Work to complete: Can you render the items, from the start through the line containing "<point>378,376</point>", as a Markdown table with the columns Row and Line, one numbered row per line, skipping blank lines and leaving out the pictures?

Items:

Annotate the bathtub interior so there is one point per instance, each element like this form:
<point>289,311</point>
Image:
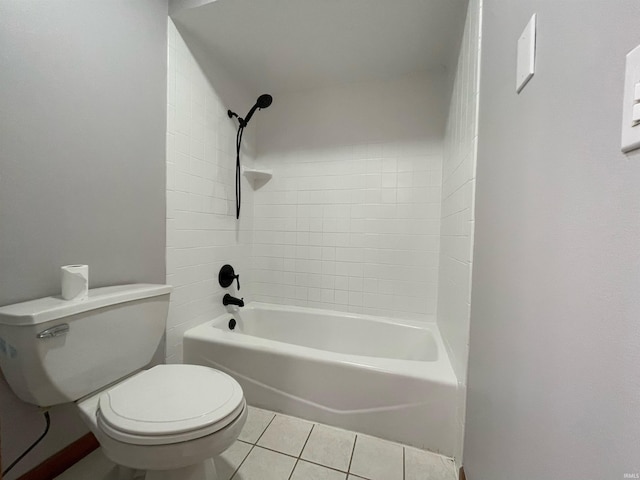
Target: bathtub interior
<point>336,332</point>
<point>408,401</point>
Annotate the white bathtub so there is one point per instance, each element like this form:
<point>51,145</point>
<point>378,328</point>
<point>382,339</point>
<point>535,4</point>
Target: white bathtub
<point>378,376</point>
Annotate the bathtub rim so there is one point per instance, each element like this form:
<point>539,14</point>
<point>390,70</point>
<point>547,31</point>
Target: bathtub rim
<point>439,371</point>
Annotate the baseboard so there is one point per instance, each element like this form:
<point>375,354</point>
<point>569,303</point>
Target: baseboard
<point>65,458</point>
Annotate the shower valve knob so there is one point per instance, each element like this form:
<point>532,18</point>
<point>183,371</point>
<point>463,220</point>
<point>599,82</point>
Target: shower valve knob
<point>227,275</point>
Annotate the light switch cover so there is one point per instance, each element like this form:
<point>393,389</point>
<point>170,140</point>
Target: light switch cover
<point>630,127</point>
<point>526,57</point>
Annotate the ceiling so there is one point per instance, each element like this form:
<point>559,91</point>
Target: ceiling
<point>292,45</point>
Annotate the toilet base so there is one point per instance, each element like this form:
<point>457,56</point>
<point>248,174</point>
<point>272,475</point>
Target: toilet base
<point>201,471</point>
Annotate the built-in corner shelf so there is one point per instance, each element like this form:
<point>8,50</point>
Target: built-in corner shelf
<point>257,177</point>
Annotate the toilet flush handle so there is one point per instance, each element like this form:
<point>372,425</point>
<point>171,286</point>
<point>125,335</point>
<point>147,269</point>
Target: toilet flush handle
<point>56,331</point>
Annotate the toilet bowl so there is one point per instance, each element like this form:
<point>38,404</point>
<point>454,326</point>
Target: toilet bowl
<point>168,421</point>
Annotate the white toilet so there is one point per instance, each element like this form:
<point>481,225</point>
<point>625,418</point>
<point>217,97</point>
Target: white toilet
<point>169,420</point>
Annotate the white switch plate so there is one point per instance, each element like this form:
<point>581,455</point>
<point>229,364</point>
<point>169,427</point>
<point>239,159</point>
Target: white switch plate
<point>526,58</point>
<point>630,134</point>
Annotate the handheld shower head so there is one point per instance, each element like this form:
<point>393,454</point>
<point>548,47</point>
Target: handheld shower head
<point>263,102</point>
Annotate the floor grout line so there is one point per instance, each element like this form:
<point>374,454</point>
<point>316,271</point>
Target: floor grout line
<point>253,445</point>
<point>355,440</point>
<point>302,450</point>
<point>404,473</point>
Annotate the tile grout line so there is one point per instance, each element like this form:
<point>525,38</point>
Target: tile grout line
<point>351,458</point>
<point>313,425</point>
<point>404,462</point>
<point>253,445</point>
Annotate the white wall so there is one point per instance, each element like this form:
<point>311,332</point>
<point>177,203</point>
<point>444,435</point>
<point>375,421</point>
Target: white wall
<point>458,195</point>
<point>202,231</point>
<point>82,122</point>
<point>554,376</point>
<point>351,219</point>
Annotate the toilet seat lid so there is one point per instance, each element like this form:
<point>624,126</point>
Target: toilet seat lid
<point>171,399</point>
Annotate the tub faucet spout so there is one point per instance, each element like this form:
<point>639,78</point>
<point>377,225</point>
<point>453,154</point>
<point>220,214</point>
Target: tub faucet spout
<point>229,300</point>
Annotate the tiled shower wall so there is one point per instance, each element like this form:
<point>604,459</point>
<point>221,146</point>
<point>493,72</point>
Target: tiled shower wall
<point>458,197</point>
<point>202,231</point>
<point>351,219</point>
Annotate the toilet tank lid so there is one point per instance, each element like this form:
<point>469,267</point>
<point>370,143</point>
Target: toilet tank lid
<point>46,309</point>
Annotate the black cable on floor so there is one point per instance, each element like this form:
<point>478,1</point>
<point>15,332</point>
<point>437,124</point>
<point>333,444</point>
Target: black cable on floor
<point>24,454</point>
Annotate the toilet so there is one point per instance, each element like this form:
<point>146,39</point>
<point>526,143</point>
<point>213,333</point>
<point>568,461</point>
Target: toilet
<point>169,421</point>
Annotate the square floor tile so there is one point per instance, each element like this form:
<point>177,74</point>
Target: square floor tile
<point>329,446</point>
<point>376,459</point>
<point>421,465</point>
<point>264,464</point>
<point>92,467</point>
<point>229,461</point>
<point>309,471</point>
<point>286,435</point>
<point>257,421</point>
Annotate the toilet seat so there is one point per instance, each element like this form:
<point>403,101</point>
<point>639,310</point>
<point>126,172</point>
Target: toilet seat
<point>170,404</point>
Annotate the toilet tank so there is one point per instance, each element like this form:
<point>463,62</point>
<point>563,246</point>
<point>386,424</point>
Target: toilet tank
<point>56,351</point>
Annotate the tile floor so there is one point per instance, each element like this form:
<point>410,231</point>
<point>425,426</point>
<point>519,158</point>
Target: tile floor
<point>273,446</point>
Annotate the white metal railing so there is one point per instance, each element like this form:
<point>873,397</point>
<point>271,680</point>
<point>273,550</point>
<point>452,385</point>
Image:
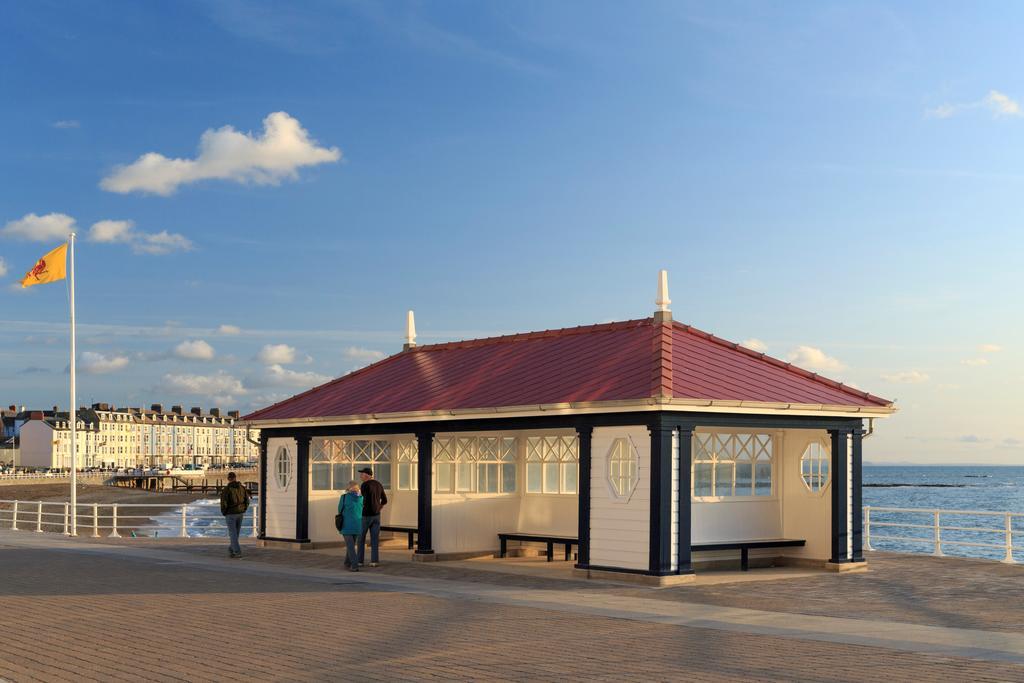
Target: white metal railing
<point>49,475</point>
<point>123,519</point>
<point>965,528</point>
<point>110,473</point>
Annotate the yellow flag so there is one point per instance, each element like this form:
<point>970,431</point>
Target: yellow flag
<point>49,268</point>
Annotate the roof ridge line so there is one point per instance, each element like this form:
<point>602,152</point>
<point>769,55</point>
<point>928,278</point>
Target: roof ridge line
<point>358,371</point>
<point>689,329</point>
<point>538,334</point>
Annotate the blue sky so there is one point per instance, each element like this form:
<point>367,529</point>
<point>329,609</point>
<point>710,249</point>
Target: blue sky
<point>839,181</point>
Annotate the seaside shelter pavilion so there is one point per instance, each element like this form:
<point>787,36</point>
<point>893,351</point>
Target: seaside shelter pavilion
<point>653,445</point>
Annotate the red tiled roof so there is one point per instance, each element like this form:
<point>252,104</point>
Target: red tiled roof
<point>634,359</point>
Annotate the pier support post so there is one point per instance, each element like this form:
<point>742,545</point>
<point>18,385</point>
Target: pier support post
<point>840,496</point>
<point>425,499</point>
<point>585,436</point>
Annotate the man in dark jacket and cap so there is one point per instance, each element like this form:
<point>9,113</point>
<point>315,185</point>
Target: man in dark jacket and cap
<point>374,499</point>
<point>233,503</point>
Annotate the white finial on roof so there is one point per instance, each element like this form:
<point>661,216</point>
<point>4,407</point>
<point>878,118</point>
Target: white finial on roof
<point>663,300</point>
<point>410,332</point>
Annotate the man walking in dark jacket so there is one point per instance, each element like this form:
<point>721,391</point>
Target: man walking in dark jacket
<point>374,499</point>
<point>233,503</point>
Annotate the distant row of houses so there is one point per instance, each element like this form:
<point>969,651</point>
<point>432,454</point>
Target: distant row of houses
<point>112,436</point>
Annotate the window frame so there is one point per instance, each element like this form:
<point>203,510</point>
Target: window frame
<point>284,472</point>
<point>466,456</point>
<point>339,453</point>
<point>824,447</point>
<point>622,452</point>
<point>551,453</point>
<point>743,453</point>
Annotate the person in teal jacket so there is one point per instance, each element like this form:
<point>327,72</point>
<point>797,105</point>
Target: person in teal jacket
<point>350,508</point>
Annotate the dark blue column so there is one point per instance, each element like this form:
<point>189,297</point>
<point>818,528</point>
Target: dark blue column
<point>840,440</point>
<point>683,561</point>
<point>262,484</point>
<point>660,499</point>
<point>585,434</point>
<point>302,488</point>
<point>425,486</point>
<point>857,524</point>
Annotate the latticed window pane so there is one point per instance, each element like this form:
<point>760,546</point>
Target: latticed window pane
<point>382,472</point>
<point>342,475</point>
<point>623,467</point>
<point>321,477</point>
<point>551,478</point>
<point>486,478</point>
<point>569,472</point>
<point>732,464</point>
<point>508,478</point>
<point>444,472</point>
<point>762,478</point>
<point>507,450</point>
<point>814,466</point>
<point>534,478</point>
<point>744,477</point>
<point>464,478</point>
<point>724,473</point>
<point>702,479</point>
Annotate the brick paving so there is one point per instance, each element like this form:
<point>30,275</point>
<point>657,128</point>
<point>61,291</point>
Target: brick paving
<point>68,615</point>
<point>911,589</point>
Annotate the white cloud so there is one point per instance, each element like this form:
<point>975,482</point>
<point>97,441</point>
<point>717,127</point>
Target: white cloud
<point>98,364</point>
<point>40,228</point>
<point>112,231</point>
<point>220,385</point>
<point>195,350</point>
<point>363,355</point>
<point>123,231</point>
<point>1000,104</point>
<point>755,345</point>
<point>276,376</point>
<point>907,377</point>
<point>274,354</point>
<point>161,243</point>
<point>810,357</point>
<point>226,154</point>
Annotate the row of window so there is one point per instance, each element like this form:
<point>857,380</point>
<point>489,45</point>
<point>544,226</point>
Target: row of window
<point>725,465</point>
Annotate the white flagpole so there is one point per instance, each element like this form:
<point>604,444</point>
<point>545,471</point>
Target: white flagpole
<point>73,412</point>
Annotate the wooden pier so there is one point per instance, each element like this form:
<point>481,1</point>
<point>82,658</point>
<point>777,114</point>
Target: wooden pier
<point>176,482</point>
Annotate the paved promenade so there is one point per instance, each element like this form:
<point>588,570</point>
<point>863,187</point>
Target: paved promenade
<point>79,609</point>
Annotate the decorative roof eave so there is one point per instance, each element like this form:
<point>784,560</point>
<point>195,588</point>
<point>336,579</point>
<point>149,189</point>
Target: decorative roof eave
<point>635,404</point>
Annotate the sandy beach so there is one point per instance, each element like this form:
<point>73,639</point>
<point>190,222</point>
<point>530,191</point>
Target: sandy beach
<point>89,494</point>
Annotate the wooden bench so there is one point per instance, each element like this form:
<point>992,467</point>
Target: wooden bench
<point>744,546</point>
<point>411,530</point>
<point>566,541</point>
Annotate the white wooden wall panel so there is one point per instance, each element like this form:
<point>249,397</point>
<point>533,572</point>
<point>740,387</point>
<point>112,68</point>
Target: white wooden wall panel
<point>281,503</point>
<point>805,514</point>
<point>620,528</point>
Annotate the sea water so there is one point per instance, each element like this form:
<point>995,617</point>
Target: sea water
<point>989,488</point>
<point>203,520</point>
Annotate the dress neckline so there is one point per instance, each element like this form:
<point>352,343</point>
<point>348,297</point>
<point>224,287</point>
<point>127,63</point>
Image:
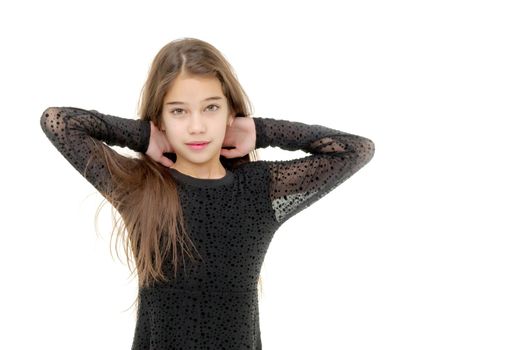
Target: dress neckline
<point>195,181</point>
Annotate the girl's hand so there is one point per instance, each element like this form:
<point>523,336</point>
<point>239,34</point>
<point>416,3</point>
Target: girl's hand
<point>159,144</point>
<point>240,135</point>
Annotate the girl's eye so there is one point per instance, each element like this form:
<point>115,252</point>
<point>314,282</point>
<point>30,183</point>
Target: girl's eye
<point>177,110</point>
<point>214,106</point>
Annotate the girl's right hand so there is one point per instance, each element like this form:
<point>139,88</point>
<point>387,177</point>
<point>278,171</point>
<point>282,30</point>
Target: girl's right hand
<point>159,144</point>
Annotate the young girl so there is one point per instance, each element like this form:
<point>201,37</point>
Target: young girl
<point>198,191</point>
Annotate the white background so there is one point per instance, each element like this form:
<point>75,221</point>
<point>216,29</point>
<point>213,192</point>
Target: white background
<point>421,249</point>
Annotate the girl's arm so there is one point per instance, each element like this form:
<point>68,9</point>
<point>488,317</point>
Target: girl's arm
<point>75,131</point>
<point>296,184</point>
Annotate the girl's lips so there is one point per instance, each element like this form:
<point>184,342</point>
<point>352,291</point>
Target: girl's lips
<point>197,145</point>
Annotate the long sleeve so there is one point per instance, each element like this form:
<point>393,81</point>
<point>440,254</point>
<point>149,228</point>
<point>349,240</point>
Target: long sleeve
<point>75,131</point>
<point>296,184</point>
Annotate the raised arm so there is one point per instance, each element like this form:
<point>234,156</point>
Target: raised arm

Result of the exercise:
| Row | Line |
|---|---|
| 1 | Annotate the bathtub interior so there is one point per instance, each element like this form: |
| 2 | <point>289,311</point> |
| 3 | Image: |
| 4 | Target: bathtub interior |
| 5 | <point>336,332</point> |
| 6 | <point>408,401</point> |
| 7 | Annotate the white bathtub so there is one point per instance, each element like this form: |
| 8 | <point>51,145</point> |
| 9 | <point>378,328</point> |
| 10 | <point>382,339</point> |
| 11 | <point>535,4</point> |
| 12 | Target: white bathtub |
| 13 | <point>378,376</point> |